Rows from a pointing dataset:
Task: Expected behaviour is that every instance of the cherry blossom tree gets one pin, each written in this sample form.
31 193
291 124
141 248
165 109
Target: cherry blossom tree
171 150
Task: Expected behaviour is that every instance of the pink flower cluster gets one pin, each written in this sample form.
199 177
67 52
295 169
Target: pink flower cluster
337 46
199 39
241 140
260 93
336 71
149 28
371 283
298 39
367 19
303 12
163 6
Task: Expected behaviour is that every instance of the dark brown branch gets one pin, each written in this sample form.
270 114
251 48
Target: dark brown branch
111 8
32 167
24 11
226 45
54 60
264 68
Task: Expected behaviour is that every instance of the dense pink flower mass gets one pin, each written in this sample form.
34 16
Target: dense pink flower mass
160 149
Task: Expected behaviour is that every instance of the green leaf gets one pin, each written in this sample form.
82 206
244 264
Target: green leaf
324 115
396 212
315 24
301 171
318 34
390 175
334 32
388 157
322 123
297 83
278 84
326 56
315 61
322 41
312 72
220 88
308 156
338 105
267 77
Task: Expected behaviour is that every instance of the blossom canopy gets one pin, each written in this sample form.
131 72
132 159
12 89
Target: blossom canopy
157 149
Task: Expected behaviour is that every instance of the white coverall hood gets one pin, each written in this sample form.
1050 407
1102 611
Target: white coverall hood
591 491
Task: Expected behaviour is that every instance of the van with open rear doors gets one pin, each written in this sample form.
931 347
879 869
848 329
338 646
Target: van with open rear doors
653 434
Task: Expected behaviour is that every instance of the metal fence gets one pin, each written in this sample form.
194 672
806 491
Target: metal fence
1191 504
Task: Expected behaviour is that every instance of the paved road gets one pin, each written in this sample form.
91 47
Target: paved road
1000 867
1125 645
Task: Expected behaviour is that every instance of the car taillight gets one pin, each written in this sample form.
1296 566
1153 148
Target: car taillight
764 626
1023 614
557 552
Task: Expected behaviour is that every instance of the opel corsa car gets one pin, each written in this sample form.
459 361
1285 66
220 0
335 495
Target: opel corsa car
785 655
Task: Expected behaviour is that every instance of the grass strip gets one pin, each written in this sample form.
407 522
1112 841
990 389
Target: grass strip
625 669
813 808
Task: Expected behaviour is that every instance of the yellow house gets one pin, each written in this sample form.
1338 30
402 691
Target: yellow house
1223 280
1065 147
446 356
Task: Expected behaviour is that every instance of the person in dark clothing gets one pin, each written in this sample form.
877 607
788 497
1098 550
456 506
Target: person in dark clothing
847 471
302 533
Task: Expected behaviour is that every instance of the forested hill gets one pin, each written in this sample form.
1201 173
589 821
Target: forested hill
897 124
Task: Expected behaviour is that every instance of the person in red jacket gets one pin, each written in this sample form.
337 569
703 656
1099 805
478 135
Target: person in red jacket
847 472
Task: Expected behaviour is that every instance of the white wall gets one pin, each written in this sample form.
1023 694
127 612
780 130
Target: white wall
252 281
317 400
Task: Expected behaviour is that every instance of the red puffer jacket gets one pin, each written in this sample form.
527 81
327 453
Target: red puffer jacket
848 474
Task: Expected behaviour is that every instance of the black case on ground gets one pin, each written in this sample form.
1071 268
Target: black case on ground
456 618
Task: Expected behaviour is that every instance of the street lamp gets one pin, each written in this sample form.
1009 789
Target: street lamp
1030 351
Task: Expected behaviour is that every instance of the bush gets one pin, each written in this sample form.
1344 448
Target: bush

» **Work instructions**: Write down every line of the data exactly as it appears above.

» **Output of the exercise**:
Task: Expected behaviour is that every instance of the cherry blossom tree gets one pin, each written in this sample form.
31 193
291 124
141 248
165 109
Target: cherry blossom tree
171 150
Task: Expected behaviour is that every instance of the pink flower cluster gets one pin, each written in this sample form.
199 177
67 52
295 169
Target: pink flower cluster
337 46
199 39
241 140
260 93
336 71
149 28
371 283
298 39
367 19
303 12
163 6
Task: Expected behaviour is that every instance of the dark brown branch gets one pin, each written in this sample form.
270 114
251 48
Target: dark brown branch
111 8
32 167
24 11
226 45
54 60
264 68
Task: Expected behaviour is that every instance of the dense pink flower mass gets one pin, each written in this sample form.
34 16
Target: dense pink flower mass
160 149
Task: Expected behaviour is that every instance of the green leaf gets one pin, each written in this sample form.
82 206
244 264
Target: green leaf
324 115
396 212
315 24
301 171
318 34
390 175
334 32
388 157
322 123
297 83
278 84
326 56
315 61
322 41
312 72
220 88
308 156
338 105
267 77
Task: Expected behaviour is that every instance of the blossom canopy gets one pin, each written in this sample form.
131 72
132 159
12 89
Target: blossom canopy
157 149
Task: Expected behaviour is that every instance of the white coverall hood gets one pin, each written in this sample form.
1050 407
1102 611
Target: white coverall hood
591 491
Task: Expected behaviour is that every instance of the van with open rear doors gets one pin, each written in this sample form.
931 347
879 869
848 329
338 646
Target: van with open rear doors
653 434
Task: Expected behaviour is that every instance of the metal fence gets one pin, each written in this sample form.
194 672
806 491
Target: metal fence
1191 504
Task: Expected behaviour is that every instance of the paved road gets one pin, each written in this sample form.
91 47
Target: paved road
1000 867
1125 645
Task: Expected behaviour is that every instance of the car taillight gets one pin, each written in this sample form.
1296 566
1153 148
Target: car taillight
764 626
1023 614
557 552
Task: Expected behaviour is that every instance of the opel corsa car gets one pin, each written in this sample form.
459 361
1285 66
220 0
335 495
Target: opel corsa car
785 655
Task: Expected behaviour is that every instance of the grass strip gets one pin, each written in this sample form.
407 522
1112 841
990 389
Target: grass strip
625 669
813 808
Task: Expected behaviour is that every instance of the yellow house gets one pin, each written in this sample form.
1338 30
402 691
Target: yellow house
1223 280
1065 147
446 356
Task: Expected behaviour is that every instance of the person in dark clothing gets one pin, each written in this sample form.
877 607
788 497
1098 550
456 506
Target: person in dark clothing
847 471
302 533
Task: Expected behaviour is that every instance of the forested hill gets one pin, each written in this sample form.
1201 173
589 821
Target: forested hill
897 124
Task: Expected behaviour is that every instance of the person in red jacket gets one pin, each written in this sample form.
337 569
703 656
1099 805
478 135
Target: person in red jacket
847 472
Task: Expected behaviour is that every instance of the white wall gets one pin, each written in this sample form.
1023 694
127 612
780 130
Target: white wall
252 281
317 400
Task: Expected behaviour is that every instance of the red puffer jacket gets one pin, each written in this sample form.
527 81
327 453
Target: red puffer jacket
848 474
Task: Expected behaviour is that every instance of the black case on ground gets one pin, each written in this sample form.
1071 268
Target: black case on ground
456 618
Task: Expected behaviour is that every instance of the street lamp gets one pin, each written in this sample form.
1009 789
Target: street lamp
1030 351
Task: Expected behaviour is that every instance of the bush gets one pin, each written in this sample form.
1344 448
Target: bush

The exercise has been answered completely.